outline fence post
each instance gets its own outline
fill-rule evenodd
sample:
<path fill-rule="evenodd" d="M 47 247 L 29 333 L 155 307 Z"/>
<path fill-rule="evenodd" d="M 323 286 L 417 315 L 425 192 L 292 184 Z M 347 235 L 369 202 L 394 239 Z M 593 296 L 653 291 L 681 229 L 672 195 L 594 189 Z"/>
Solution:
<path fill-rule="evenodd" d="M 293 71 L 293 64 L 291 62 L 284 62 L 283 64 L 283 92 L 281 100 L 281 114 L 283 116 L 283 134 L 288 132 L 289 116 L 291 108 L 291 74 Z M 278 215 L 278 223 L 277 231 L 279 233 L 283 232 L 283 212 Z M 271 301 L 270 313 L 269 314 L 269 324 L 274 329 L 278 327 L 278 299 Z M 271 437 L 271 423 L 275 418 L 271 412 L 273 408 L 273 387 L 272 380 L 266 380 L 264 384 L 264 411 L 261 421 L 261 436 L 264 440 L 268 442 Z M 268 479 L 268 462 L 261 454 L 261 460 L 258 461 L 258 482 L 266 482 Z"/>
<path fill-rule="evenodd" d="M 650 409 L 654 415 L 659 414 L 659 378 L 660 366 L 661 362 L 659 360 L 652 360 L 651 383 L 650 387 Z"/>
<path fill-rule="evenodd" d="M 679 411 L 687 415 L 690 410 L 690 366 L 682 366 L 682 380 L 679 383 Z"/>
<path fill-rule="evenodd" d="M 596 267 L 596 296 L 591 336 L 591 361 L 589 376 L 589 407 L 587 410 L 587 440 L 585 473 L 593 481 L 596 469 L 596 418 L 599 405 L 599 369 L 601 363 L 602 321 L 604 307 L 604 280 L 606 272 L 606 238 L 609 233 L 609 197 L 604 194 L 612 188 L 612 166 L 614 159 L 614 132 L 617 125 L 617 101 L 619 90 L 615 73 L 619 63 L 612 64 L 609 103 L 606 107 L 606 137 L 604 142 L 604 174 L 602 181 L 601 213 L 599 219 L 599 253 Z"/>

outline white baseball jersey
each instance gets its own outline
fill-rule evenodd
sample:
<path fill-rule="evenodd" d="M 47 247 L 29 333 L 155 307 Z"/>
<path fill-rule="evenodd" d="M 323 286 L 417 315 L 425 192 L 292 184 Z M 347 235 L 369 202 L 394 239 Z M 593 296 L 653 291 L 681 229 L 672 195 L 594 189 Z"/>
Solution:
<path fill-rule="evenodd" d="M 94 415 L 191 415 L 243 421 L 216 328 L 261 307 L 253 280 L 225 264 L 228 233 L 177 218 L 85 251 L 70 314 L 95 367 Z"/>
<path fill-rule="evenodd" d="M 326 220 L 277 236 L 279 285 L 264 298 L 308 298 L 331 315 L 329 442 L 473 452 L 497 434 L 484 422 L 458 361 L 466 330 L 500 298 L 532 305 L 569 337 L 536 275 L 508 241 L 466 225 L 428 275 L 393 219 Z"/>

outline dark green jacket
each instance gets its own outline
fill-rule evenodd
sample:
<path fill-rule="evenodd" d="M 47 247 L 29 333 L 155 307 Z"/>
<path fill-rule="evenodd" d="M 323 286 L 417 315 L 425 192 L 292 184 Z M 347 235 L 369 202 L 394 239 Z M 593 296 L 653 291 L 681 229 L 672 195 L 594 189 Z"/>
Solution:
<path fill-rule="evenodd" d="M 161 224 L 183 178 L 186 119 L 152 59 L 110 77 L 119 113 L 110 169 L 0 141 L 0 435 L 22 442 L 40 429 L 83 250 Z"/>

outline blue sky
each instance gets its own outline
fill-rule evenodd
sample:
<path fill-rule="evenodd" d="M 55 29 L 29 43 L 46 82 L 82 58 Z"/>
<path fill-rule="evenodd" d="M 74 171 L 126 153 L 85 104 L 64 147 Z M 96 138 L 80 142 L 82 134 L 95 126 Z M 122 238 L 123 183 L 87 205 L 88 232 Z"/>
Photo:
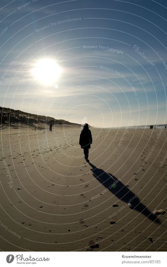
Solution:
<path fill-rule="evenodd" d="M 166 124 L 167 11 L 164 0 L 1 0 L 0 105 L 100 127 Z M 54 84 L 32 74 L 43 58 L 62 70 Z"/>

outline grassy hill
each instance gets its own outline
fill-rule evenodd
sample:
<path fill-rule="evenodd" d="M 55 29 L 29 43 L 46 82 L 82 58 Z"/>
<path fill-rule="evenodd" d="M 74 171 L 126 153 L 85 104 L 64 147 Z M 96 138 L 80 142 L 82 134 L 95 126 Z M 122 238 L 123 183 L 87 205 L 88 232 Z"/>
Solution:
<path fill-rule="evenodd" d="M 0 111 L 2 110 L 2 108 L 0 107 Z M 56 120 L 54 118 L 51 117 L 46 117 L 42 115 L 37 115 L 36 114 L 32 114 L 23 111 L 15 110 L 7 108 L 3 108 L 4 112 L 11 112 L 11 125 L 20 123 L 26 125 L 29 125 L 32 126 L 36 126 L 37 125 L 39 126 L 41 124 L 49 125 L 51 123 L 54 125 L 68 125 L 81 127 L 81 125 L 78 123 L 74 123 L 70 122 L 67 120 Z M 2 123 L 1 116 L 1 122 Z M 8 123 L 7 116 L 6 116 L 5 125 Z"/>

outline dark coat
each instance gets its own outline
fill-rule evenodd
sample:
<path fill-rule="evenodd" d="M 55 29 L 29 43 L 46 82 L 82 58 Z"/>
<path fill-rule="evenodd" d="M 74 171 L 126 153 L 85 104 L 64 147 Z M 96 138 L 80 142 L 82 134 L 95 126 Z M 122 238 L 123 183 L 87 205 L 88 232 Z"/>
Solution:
---*---
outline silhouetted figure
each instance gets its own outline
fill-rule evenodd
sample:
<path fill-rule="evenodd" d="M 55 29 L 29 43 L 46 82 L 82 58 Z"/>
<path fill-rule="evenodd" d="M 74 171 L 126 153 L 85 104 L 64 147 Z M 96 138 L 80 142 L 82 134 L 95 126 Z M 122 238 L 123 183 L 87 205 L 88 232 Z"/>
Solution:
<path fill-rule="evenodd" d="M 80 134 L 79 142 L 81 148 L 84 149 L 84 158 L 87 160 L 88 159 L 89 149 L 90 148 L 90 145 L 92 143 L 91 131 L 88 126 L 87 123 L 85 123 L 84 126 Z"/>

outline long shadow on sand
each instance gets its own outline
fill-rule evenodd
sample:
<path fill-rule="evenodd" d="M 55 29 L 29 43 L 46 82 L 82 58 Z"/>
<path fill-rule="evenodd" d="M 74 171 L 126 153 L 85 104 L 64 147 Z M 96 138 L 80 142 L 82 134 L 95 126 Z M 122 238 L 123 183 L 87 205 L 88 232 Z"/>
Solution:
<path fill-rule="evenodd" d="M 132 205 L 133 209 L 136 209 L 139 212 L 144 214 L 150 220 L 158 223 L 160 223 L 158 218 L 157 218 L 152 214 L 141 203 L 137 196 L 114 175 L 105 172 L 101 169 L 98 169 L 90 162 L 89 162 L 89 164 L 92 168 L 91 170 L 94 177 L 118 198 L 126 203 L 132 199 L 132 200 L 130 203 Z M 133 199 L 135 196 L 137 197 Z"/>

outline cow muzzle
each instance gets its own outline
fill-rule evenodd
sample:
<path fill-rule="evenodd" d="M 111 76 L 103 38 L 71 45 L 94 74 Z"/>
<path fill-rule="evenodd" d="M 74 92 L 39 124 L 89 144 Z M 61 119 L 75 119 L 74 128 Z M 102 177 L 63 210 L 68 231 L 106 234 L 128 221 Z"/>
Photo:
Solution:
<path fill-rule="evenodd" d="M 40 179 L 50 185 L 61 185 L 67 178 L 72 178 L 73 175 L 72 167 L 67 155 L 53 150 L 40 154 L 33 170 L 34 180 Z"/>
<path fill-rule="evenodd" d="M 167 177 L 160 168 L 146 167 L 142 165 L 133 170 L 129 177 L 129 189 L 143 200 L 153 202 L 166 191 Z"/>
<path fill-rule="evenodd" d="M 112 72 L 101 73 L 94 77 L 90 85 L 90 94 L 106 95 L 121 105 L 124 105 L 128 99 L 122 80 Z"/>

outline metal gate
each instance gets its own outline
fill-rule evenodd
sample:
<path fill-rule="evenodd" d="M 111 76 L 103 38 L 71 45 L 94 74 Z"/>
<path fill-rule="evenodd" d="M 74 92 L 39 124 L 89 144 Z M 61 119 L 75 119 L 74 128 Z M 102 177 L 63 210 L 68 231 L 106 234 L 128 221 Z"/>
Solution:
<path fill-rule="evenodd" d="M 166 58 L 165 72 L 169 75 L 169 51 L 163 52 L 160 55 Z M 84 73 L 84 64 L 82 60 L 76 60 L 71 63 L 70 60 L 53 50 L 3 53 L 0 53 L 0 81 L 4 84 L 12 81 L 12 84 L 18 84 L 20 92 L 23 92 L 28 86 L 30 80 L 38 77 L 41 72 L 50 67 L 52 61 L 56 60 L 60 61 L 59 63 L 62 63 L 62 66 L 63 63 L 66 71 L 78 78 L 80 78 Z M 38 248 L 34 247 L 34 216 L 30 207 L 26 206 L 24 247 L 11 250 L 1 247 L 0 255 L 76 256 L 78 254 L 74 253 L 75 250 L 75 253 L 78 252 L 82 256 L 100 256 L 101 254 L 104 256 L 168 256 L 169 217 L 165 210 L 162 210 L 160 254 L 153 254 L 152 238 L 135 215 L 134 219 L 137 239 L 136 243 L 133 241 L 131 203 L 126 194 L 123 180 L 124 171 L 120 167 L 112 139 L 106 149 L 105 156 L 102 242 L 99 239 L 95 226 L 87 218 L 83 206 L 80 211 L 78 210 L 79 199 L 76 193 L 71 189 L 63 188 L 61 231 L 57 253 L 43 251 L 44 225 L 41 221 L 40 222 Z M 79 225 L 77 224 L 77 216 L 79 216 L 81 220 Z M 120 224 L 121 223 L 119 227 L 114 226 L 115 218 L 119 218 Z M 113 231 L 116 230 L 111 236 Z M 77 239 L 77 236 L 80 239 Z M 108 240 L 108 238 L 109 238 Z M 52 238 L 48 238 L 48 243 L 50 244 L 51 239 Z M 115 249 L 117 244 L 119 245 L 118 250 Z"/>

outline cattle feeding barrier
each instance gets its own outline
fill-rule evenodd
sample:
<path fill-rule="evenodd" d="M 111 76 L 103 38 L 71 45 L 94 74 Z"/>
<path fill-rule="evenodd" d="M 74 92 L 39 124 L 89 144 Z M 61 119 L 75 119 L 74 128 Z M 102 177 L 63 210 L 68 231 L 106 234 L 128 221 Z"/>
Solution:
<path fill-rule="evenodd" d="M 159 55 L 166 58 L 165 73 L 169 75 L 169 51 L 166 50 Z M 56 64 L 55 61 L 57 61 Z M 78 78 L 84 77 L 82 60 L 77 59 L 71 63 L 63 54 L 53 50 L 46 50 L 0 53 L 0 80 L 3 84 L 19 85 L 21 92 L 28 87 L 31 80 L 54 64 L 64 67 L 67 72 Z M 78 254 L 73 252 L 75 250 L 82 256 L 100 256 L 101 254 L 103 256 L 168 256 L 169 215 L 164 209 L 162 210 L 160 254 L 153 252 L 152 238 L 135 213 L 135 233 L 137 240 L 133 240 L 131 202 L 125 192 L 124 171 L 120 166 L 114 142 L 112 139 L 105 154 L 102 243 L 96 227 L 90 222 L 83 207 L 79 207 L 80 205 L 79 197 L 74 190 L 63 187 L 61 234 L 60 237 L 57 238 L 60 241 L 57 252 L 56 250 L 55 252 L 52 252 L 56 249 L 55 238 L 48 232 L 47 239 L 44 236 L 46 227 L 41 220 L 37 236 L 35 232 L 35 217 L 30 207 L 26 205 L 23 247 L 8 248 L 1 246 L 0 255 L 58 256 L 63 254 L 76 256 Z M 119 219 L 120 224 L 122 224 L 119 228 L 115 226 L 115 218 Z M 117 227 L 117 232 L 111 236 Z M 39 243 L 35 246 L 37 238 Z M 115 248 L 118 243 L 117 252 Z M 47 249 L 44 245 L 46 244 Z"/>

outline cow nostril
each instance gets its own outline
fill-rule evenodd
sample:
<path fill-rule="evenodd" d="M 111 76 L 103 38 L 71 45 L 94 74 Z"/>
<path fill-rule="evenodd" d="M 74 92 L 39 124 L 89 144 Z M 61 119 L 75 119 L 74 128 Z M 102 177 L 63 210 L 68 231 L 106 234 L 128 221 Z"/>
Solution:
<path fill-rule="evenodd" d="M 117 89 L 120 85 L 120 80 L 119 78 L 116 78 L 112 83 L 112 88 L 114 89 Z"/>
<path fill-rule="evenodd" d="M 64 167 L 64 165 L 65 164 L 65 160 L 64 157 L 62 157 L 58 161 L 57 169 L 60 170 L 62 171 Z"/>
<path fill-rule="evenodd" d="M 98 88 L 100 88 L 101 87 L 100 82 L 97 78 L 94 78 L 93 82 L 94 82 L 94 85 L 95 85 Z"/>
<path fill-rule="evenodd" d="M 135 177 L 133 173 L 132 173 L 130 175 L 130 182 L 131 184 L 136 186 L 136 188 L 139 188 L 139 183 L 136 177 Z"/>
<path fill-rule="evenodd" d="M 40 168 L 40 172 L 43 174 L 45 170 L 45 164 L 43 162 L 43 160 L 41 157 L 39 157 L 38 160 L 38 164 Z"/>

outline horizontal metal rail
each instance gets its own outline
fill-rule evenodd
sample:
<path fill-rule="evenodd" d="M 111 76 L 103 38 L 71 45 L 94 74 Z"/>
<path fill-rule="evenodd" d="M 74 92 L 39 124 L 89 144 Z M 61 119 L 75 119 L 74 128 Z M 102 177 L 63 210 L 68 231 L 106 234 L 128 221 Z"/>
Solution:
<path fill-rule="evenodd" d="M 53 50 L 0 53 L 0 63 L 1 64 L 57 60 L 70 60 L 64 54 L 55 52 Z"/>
---*---
Your goal: Render everything in the records above from the line containing "outline horizontal metal rail" down to the line containing "53 50 L 0 53", both included, as a JSON list of strings with one string per line and blank lines omitted.

Written solution:
[
  "outline horizontal metal rail",
  "each instance gets its own outline",
  "fill-rule evenodd",
  "sample:",
  "<path fill-rule=\"evenodd\" d=\"M 111 76 L 103 38 L 71 45 L 94 74 Z\"/>",
  "<path fill-rule=\"evenodd\" d=\"M 74 92 L 39 124 L 89 144 Z M 61 119 L 75 119 L 74 128 Z M 102 177 L 63 210 L 68 231 L 106 234 L 128 221 Z\"/>",
  "Solution:",
  "<path fill-rule=\"evenodd\" d=\"M 53 50 L 0 53 L 0 63 L 1 64 L 57 60 L 70 60 L 64 54 L 55 52 Z\"/>"
]